In this seminal paper, the authors study the mechanisms that determine human capital accumulation. We can reproduce the core findings of the paper using our  group's research code `respy`. For more details, please visit the [online documentation](respy.readthedocs.io/).

### Observed patterns

In [None]:
_, _, df_obs = rp.get_example_model("kw_97_basic")
df_obs.head()

We can look at the observed pattern of choices.

In [None]:
plot_choices(df_obs, "Observed")

### Estimation

Estimation of the model is rather time-consuming so we just take the estimated parameter values as given.

In [None]:
params = pd.read_pickle("material/params_revised.pkl")
params.head()

Now we can simulate a sample based on them and compare the fit between the observed and the simulated dataset. As the simulation is quite resource-intensive, we will again rely on a prepared dataset.

In [None]:
df_sim = pd.read_pickle("material/df_sim.pkl")

for label, df in [("Simulated", df_sim), ("Observed", df_obs)]:
    plot_choices(df, label)

### Causal variation

We can now evalaute the total causal effect of a $\$2,000$ tuition subsidy on average wages in the final period.

In [None]:
df_pol = pd.read_pickle("material/df_pol.pkl")
plot_wage_distribution(df_sim, df_pol)

### Mechanisms

How do individual decision change so that we observe the change in wages?

In [None]:
plot_final_human_capital(df_sim, df_pol)

(Stored entries)
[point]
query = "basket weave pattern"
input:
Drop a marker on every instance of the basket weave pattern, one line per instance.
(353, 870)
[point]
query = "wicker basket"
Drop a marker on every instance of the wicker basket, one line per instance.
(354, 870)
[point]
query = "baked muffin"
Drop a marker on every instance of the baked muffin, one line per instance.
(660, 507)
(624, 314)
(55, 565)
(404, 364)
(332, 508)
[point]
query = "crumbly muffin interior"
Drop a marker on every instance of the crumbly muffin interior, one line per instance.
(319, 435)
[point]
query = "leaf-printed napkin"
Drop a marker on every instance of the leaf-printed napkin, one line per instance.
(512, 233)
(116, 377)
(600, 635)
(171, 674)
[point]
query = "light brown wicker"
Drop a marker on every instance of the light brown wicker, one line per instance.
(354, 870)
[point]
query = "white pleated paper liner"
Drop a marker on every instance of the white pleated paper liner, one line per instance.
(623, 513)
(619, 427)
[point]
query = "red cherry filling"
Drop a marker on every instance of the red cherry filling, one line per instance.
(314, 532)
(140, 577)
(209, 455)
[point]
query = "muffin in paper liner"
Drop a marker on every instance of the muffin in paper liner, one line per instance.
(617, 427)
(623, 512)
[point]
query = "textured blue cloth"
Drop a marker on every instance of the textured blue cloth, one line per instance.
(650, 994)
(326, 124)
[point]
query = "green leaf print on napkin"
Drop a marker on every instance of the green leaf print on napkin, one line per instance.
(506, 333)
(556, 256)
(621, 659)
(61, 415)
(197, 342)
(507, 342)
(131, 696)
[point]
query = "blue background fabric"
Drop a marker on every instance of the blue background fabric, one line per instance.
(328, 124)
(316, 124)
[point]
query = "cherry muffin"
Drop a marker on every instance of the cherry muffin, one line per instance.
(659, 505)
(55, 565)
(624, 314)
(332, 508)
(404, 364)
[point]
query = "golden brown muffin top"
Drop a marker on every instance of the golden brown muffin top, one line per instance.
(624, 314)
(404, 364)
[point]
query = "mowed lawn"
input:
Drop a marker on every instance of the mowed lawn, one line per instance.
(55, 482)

_Aim_
In the notebook excerpt on human capital accumulation, what is the amount of the tuition subsidy whose effect on final-period average wages is evaluated?

_Solved problem_
$2,000